[Goal of the exercise]: Rewrite every line, requests included, from the start of the Data items through the line with "(386, 1239)", and add 61 to each number in the answer coordinates. Omit the pictures from your answer.
** START Data for the task **
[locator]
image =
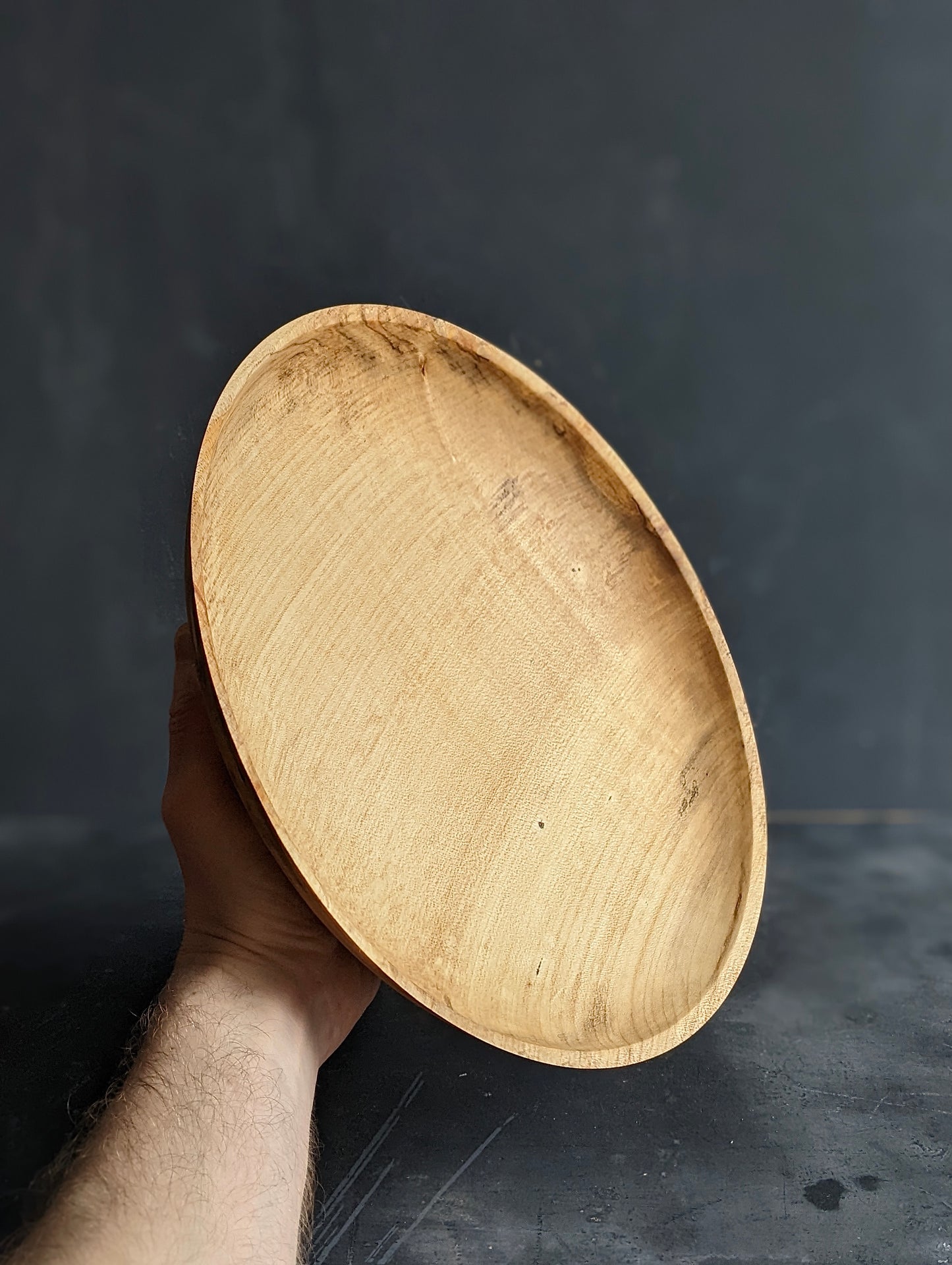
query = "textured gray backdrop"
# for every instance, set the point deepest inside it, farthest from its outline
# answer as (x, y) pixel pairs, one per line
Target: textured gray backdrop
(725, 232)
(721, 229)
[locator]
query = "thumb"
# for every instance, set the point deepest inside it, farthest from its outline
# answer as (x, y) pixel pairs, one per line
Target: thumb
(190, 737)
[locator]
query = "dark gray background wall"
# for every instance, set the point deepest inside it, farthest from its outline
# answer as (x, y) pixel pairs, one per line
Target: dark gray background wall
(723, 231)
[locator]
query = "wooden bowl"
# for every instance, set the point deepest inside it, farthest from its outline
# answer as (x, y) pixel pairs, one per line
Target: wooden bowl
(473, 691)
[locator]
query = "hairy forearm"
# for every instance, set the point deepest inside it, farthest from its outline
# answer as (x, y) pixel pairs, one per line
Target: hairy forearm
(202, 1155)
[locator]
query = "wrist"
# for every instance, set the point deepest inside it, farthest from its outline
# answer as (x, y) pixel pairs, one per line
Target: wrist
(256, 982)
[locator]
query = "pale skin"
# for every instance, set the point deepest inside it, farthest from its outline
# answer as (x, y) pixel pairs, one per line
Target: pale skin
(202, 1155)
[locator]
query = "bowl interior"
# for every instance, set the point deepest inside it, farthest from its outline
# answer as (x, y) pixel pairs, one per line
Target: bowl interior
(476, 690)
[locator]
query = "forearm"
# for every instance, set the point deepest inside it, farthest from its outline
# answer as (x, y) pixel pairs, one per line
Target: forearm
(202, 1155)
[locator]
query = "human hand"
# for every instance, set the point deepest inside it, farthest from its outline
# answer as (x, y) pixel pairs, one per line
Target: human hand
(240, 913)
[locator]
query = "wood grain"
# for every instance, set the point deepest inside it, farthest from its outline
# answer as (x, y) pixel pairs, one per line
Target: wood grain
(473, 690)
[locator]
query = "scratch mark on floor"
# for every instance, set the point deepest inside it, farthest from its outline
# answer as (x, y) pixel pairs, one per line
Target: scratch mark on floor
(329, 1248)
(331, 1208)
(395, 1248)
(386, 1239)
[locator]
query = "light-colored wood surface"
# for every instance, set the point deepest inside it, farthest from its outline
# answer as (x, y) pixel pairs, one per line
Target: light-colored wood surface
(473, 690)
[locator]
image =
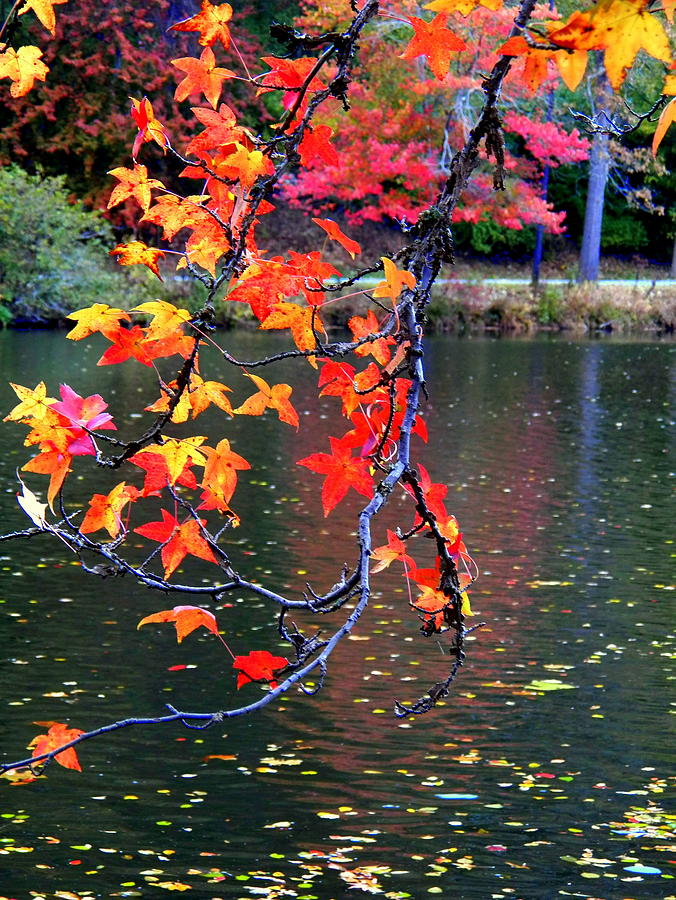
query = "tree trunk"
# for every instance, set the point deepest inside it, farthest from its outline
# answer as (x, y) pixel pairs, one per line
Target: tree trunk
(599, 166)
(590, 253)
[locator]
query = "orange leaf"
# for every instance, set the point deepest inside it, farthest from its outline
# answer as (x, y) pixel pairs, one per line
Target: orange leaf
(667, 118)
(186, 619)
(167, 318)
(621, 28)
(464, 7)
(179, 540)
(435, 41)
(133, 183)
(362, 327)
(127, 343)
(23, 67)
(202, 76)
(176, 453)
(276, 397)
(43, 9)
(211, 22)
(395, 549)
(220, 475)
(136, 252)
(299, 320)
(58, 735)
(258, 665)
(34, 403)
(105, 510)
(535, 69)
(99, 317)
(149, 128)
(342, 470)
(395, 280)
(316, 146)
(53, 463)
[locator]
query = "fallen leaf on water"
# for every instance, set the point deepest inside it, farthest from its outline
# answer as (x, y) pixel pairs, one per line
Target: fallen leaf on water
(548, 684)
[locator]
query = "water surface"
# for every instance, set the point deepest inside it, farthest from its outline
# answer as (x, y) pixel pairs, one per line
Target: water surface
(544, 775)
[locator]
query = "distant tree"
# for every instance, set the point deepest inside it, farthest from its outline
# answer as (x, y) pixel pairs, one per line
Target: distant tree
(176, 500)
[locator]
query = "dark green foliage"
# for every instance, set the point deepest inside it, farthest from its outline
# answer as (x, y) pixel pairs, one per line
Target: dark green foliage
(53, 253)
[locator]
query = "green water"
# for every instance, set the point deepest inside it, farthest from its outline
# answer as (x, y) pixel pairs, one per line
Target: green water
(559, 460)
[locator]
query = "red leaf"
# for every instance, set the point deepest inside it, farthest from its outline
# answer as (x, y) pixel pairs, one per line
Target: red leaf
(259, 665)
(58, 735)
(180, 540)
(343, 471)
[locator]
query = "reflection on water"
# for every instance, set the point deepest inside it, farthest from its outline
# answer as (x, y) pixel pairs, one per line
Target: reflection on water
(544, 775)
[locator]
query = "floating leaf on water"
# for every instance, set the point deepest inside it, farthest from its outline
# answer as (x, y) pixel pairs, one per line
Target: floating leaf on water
** END Data for the task **
[Task solution]:
[locator]
image =
query = "textured gray backdrop"
# for every instance, set the point deepest inside it, farthest from its outline
# answer as (x, y) pixel pairs, one per line
Target: textured gray backdrop
(786, 293)
(782, 290)
[locator]
query = "thumb"
# for every instance, set the point deepest inside it, farthest from its outline
# answer as (x, y) pixel pairs, one per line
Target: thumb
(251, 798)
[locator]
query = "dark gray background wall"
# for every instance, set the point deepest inside it, farthest from its outline
# answer as (x, y) pixel pairs, one per line
Target: dark gray background wall
(784, 292)
[locator]
query = "wooden bowl"
# for every instance, set the point deepest inside it, farthest from its outline
# answer as (x, y) pixel pairs, one per line
Target: wooden bowl
(534, 752)
[locator]
query = "hairy forearm"
# for every instance, set the point deepest inside it, farthest from its outline
# answer as (x, y) pixel pairs, one per line
Target: hairy forearm
(263, 1216)
[locator]
query = "wrist"
# for every instance, set the point deepest inside it, farthest from its outline
# answer as (x, y) pixel pairs, one per line
Target: wrist
(317, 1043)
[locator]
query = "pale skin"
# for every instance, set the point deepest inside it, farthest from its outline
# answer as (x, y) pixel pairs, one per line
Target: pale skin
(263, 1216)
[locator]
query = "bowl interior"
# for every instance, set the point deepest inside it, farthest from its outline
# answer as (x, y) pixel pairs, one per line
Target: bowl interior
(537, 751)
[locator]
query = "forearm"
# for every instance, set the point deepest inside it, farthest from its outline
# answer as (x, y) pixel pairs, one per line
Target: forearm
(263, 1216)
[locator]
query = "human hand"
# for every instance, set the point deepest inside it, farthest from its outline
# answer as (x, y) pixel pairs, one per line
Target: human hand
(301, 974)
[locator]
query = "wood grain"
# for every instance, set the point deepest inside it, farthest from its outline
# answer as (x, y) pixel pairs, one per line
Target: wood grain
(534, 751)
[locator]
query = "scratch mark on floor"
# for every instance, set the point deepest inside it, farthest from its outline
# answer as (x, y) pixel pairs, one per line
Target: scratch mark on floor
(390, 1309)
(392, 1269)
(456, 1309)
(447, 1300)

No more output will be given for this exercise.